● **SET PROBLEM**
Extract each line of the material in which the string "white" appears, treating uppercase and lowercase letters as distinct.

● **PROVIDED MATERIAL**

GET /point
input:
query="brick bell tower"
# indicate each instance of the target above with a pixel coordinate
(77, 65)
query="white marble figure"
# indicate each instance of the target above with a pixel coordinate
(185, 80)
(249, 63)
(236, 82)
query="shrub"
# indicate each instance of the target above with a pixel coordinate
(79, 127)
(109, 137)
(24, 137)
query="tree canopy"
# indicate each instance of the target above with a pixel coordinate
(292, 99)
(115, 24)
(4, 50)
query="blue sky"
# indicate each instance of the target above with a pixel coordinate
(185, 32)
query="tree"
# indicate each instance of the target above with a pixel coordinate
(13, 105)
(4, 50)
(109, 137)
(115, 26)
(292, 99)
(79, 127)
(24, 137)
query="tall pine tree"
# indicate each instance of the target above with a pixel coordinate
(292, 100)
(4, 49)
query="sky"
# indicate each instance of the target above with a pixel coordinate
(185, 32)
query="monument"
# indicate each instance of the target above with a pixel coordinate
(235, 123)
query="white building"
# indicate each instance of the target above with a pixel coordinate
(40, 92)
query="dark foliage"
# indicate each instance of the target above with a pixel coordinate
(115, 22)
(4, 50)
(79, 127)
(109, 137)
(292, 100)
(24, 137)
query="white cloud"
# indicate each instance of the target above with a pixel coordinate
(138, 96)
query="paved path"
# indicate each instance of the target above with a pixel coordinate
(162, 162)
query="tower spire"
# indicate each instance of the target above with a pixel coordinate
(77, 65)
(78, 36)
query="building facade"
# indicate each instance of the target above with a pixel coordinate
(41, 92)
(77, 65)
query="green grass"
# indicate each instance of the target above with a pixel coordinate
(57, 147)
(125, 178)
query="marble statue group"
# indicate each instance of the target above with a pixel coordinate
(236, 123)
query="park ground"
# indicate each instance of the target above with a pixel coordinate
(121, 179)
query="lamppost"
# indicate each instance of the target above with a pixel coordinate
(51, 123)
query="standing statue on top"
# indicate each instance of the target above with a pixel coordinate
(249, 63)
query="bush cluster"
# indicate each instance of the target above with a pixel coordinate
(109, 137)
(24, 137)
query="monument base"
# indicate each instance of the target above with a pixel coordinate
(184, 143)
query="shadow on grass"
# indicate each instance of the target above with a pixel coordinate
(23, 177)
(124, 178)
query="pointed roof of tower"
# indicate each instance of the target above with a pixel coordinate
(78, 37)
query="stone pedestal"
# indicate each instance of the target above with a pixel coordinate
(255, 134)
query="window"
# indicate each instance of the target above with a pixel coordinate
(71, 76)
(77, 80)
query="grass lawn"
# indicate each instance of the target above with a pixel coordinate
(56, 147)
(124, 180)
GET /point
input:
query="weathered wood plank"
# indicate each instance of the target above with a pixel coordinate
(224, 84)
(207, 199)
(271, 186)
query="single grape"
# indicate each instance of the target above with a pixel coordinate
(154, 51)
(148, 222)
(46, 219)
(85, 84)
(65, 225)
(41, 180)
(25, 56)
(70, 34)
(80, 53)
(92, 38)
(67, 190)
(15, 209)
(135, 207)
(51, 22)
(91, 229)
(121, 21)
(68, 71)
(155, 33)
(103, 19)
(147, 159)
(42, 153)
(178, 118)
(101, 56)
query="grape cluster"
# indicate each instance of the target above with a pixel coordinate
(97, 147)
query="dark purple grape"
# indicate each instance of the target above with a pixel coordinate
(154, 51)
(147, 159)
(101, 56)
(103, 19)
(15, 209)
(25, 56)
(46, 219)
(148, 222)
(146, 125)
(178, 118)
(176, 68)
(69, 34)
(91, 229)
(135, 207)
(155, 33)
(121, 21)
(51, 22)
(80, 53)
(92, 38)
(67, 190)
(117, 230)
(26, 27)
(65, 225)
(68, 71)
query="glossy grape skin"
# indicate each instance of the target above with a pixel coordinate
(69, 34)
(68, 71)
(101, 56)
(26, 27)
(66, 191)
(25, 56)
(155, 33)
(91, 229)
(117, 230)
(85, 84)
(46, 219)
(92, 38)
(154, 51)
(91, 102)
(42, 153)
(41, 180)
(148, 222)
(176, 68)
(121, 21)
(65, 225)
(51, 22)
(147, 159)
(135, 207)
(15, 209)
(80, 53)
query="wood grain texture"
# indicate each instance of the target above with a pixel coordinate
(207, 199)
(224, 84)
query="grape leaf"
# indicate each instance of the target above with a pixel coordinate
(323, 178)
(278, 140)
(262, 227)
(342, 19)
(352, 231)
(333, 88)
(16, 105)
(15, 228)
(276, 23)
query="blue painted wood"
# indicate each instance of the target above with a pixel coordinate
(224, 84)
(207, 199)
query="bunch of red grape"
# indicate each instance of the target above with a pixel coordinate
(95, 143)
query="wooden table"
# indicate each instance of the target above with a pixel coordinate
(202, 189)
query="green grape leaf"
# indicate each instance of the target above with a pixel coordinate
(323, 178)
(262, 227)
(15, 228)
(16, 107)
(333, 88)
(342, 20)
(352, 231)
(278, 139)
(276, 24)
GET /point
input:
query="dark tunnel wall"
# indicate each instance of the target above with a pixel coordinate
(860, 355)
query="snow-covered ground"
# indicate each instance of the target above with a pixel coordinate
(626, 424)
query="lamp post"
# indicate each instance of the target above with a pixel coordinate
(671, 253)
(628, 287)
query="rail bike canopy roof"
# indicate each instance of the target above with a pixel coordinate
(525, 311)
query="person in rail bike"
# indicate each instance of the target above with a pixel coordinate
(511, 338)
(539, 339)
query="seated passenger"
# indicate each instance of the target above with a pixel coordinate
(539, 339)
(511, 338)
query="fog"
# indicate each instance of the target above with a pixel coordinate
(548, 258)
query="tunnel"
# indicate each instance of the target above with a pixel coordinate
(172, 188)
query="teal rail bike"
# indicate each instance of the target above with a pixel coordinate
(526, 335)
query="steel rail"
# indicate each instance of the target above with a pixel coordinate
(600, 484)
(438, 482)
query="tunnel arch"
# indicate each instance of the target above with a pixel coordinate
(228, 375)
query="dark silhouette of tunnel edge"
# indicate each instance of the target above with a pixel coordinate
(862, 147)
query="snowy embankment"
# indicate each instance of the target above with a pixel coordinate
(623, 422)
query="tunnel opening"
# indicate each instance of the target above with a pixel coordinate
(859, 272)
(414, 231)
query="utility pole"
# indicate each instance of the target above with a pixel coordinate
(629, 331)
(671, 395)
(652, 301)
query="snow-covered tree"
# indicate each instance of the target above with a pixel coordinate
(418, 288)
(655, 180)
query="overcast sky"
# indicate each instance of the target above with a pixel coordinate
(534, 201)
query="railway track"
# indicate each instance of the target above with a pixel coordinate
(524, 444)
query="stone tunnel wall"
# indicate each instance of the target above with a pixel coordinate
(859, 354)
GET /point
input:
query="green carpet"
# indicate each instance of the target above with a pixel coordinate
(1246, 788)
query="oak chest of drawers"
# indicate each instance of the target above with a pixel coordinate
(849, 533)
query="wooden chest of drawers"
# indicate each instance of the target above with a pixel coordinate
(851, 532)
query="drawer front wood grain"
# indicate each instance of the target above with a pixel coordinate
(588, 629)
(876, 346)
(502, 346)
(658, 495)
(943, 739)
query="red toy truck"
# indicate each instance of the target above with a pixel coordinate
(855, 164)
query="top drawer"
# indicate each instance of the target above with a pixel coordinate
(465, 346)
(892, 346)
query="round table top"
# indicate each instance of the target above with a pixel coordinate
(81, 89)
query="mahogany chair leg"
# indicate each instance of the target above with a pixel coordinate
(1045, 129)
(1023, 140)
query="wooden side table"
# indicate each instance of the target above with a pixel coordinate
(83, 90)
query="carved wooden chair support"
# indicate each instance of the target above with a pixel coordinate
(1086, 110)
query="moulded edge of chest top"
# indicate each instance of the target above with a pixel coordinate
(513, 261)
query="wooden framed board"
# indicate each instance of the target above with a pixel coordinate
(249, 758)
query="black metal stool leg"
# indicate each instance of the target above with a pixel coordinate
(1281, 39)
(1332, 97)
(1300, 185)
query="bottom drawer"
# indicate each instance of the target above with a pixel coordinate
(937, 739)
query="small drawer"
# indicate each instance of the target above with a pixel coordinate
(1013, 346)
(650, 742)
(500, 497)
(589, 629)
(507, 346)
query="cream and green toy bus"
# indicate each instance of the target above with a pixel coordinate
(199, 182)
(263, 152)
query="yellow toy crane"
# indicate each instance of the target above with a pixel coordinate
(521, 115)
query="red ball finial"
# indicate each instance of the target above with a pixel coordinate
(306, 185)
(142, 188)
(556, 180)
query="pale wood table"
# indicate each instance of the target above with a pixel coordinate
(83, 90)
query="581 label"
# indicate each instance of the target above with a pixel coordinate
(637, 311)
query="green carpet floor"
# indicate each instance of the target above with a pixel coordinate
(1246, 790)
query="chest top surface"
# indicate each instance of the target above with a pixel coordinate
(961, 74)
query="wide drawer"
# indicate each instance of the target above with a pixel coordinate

● **EXERCISE RESULT**
query="white marble figure"
query="white building"
query="white cloud"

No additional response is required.